╭─ LISTING

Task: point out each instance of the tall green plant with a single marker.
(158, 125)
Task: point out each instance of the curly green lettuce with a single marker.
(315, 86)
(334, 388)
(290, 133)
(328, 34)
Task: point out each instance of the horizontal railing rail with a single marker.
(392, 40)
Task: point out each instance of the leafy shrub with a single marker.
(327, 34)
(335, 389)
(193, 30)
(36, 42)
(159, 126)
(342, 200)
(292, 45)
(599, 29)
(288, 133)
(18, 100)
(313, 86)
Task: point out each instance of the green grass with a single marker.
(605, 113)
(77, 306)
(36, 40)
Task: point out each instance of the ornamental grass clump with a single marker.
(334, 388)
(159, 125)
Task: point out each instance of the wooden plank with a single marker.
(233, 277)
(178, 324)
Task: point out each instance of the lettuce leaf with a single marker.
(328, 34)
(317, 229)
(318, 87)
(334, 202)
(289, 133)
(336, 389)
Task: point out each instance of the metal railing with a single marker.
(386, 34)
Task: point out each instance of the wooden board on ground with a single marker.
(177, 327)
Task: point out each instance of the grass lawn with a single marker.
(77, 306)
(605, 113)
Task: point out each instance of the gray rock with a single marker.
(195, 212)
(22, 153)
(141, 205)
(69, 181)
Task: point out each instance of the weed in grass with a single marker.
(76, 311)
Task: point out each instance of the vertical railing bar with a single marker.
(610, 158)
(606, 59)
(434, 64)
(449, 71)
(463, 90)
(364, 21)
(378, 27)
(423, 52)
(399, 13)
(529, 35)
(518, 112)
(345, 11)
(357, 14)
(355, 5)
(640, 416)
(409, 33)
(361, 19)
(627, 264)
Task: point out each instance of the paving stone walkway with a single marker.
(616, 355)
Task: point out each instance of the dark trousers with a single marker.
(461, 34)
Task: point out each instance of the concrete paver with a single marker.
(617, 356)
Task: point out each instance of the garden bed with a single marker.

╰─

* AIM
Rewrite the listing from the line containing "Task: point out each instance of the paving" through its last line, both included, keeping every request line and offsetting each coordinate in the answers by 92.

* THE RESPONSE
Task: point out each instance of the paving stone walkway with a single marker.
(708, 447)
Task: point out each instance of the dark trousers with a single marker.
(553, 126)
Task: point out each instance of the concrete paver with a single marker.
(709, 448)
Task: point out each instance of the garden bed with a single marker.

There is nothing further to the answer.